Format the material below as a Markdown table with one numbered row per line, under the column headings "Row" and "Line". Skip any blank lines, and leave the pictures out.

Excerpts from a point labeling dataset
——

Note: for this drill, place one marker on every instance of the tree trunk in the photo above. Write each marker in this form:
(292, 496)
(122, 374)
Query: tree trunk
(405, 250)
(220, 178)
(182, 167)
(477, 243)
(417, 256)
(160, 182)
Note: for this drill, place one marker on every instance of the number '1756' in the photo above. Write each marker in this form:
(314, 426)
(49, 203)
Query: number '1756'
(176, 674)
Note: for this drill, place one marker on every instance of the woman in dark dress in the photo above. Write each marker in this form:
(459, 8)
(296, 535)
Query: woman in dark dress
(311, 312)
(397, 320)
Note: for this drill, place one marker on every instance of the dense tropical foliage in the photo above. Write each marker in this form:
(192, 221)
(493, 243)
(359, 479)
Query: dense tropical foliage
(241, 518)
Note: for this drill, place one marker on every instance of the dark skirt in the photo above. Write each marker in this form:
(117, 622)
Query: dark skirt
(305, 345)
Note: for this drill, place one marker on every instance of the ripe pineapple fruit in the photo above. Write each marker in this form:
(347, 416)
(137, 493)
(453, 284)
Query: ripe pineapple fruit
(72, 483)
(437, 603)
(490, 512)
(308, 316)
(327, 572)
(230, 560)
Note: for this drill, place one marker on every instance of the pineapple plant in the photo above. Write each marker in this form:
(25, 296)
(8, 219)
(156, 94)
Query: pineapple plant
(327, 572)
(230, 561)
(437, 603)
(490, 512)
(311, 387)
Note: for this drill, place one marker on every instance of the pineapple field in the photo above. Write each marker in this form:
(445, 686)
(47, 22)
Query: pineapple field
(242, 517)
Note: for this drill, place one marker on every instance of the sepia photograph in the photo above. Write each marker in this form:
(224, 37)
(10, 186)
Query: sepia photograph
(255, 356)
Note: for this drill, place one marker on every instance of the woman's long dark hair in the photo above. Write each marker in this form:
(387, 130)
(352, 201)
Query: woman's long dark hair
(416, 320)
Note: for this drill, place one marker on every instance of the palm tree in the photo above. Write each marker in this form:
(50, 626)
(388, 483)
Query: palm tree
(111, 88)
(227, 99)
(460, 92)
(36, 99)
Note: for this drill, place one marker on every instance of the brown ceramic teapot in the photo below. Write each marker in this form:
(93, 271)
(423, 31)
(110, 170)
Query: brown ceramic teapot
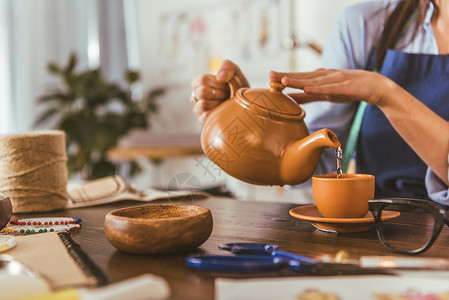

——

Response to this exercise
| Row | Line |
|---|---|
| 1 | Note: for this drill, place one marker on every instance of the tree trunk in the photo above. Write each marker in this form: |
| 2 | (292, 496) |
| 3 | (122, 374) |
| 4 | Query: tree trunk |
| 5 | (405, 250) |
| 6 | (220, 178) |
| 7 | (182, 167) |
| 8 | (477, 243) |
| 9 | (417, 256) |
| 10 | (160, 182) |
| 11 | Note: for this drill, place one marker on every instance of the number '1756' in the photo above. Write each marker in this form: |
| 12 | (314, 426) |
| 13 | (49, 203) |
| 14 | Query: number '1756' |
| 15 | (176, 674) |
| 16 | Note: for this drill, place one marker on every instance of the woman in dark dress in the photo above. Write each marker in this form: |
| 17 | (459, 8) |
| 18 | (296, 535) |
| 19 | Query: woman in dark dress |
| 20 | (311, 312) |
| 21 | (397, 320) |
| 22 | Note: for this drill, place one marker on every instance of the dense tropical foliage in the photo above. Write each marker in this form: |
| 23 | (192, 221) |
| 24 | (493, 243) |
| 25 | (359, 479) |
| 26 | Query: dense tropical foliage |
| 27 | (241, 518) |
| 28 | Note: for this drill, place one marker on every instance of the dark skirt in the photo above. Write each marker in this form: |
| 29 | (117, 622) |
| 30 | Query: dark skirt |
| 31 | (305, 345) |
| 32 | Note: for this drill, place one marker on every instance of the ripe pineapple fruit in the photo above. Write each marker in this form: |
| 33 | (347, 416) |
| 34 | (137, 493) |
| 35 | (453, 284) |
| 36 | Query: ripe pineapple fruit |
| 37 | (72, 483) |
| 38 | (437, 603) |
| 39 | (490, 512) |
| 40 | (308, 316) |
| 41 | (327, 572) |
| 42 | (230, 560) |
| 43 | Note: for this drill, place one marker on every instance of the pineapple plant in the photo above. Write each marker in this form: |
| 44 | (25, 296) |
| 45 | (8, 219) |
| 46 | (156, 94) |
| 47 | Query: pineapple plant |
| 48 | (327, 572) |
| 49 | (230, 561) |
| 50 | (437, 603) |
| 51 | (490, 512) |
| 52 | (311, 387) |
| 53 | Note: for this drill, place one marker on every instance of the pineapple field in the photo above. Write each marker in this form: |
| 54 | (445, 686) |
| 55 | (47, 22) |
| 56 | Query: pineapple field |
| 57 | (242, 517) |
| 58 | Note: for this drill, place one marker on every instance of the sepia photograph in the photo above. Write each marker in this form: |
| 59 | (224, 37) |
| 60 | (10, 186) |
| 61 | Query: sepia photograph |
| 62 | (255, 356) |
| 63 | Note: for this drill, place one marker on every instance of the woman's long dark hair in the photo above. Write each marker in this form: |
| 64 | (387, 130) |
| 65 | (352, 201) |
| 66 | Query: woman's long dark hair |
| 67 | (416, 320) |
| 68 | Note: for this drill, place one marker on every instance of the palm tree in the photo above. Write each marker in this form: |
| 69 | (50, 626) |
| 70 | (388, 483) |
| 71 | Query: palm tree |
| 72 | (111, 88) |
| 73 | (227, 99) |
| 74 | (460, 92) |
| 75 | (36, 99) |
| 76 | Note: for this drill, place one marker on every instance of the brown ceramic teapot in the photo below. Write each marker in this form: |
| 77 | (93, 271) |
| 78 | (423, 31) |
| 79 | (110, 170) |
| 80 | Query: brown ceramic teapot |